-- Documenttekst --
Staatssecretaris Reginald Moreels middenin de chaos van Zaïre : na de val van Kisangani is het wachten op de politieke aardschok in Kinshasa. Een staatsgreep hangt in de lucht.

EEN BERICHT UIT KISANGANI

Vier dagen voor Kisangani in de handen van Laurent Kabila valt, heerst er op de kade aan de Zaïre-stroom een ongewone drukte. Onder het oog van de soldaten van het FAZ, het Zaïrese leger, proberen tientallen mensen tegen forse betaling een plaatsje te vinden op de boot, die hen in veiligheid en naar Kinshasa kan brengen. Er wordt gedrumd. Het primitieve vaartuig puilt al uit van de passagiers en nog altijd proberen mannen, vrouwen en kinderen aan boord te komen. Dit, immers, kan het laatste schip zijn, waarmee ze de stad kunnen ontvluchten. Een soldaat van het FAZ in een gloednieuw maar veel te groot uniform, waar twee handgranaten aan bengelen, beklaagt zich over de onmogelijke werkomstandigheden. Geen soldij, nauwelijks eten en pijnlijke voeten. Of we soms geen sigaretten hebben ? Tevreden sloft hij weg met zijn buit. Enkele minuten later verschijnt hij opnieuw, in het gezelschap van een superieur, die niet wil dat er hier gefotografeerd of gefilmd wordt. Er volgt een woordenwisseling met nog een andere militair, die geen bezwaar tegen foto’s aantekent, al was het maar omdat het hem een fooi opleverde. Uiteindelijk komen ze tot een compromis waar iedereen beter van wordt. De exodus mag een beetje gefilmd worden en FAZ-soldaten gaan in verspreide slagorde op zoek naar lucratieve bezigheden. Vechten of de stad verdedigen, hoort daar overduidelijk niet bij.

-- Opdracht --
Neem het stuk uit de tekst over Kisangani letterlijk over, van "Staatssecretaris Reginald Moreels" tot en met "in de lucht.".

-- Vastgelegde gegevens --

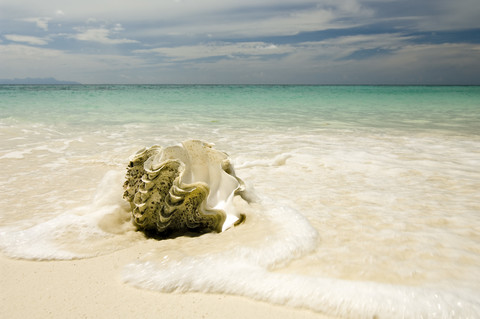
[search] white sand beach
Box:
[0,242,329,319]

-- Oplossing --
Staatssecretaris Reginald Moreels middenin de chaos van Zaïre : na de val van Kisangani is het wachten op de politieke aardschok in Kinshasa. Een staatsgreep hangt in de lucht.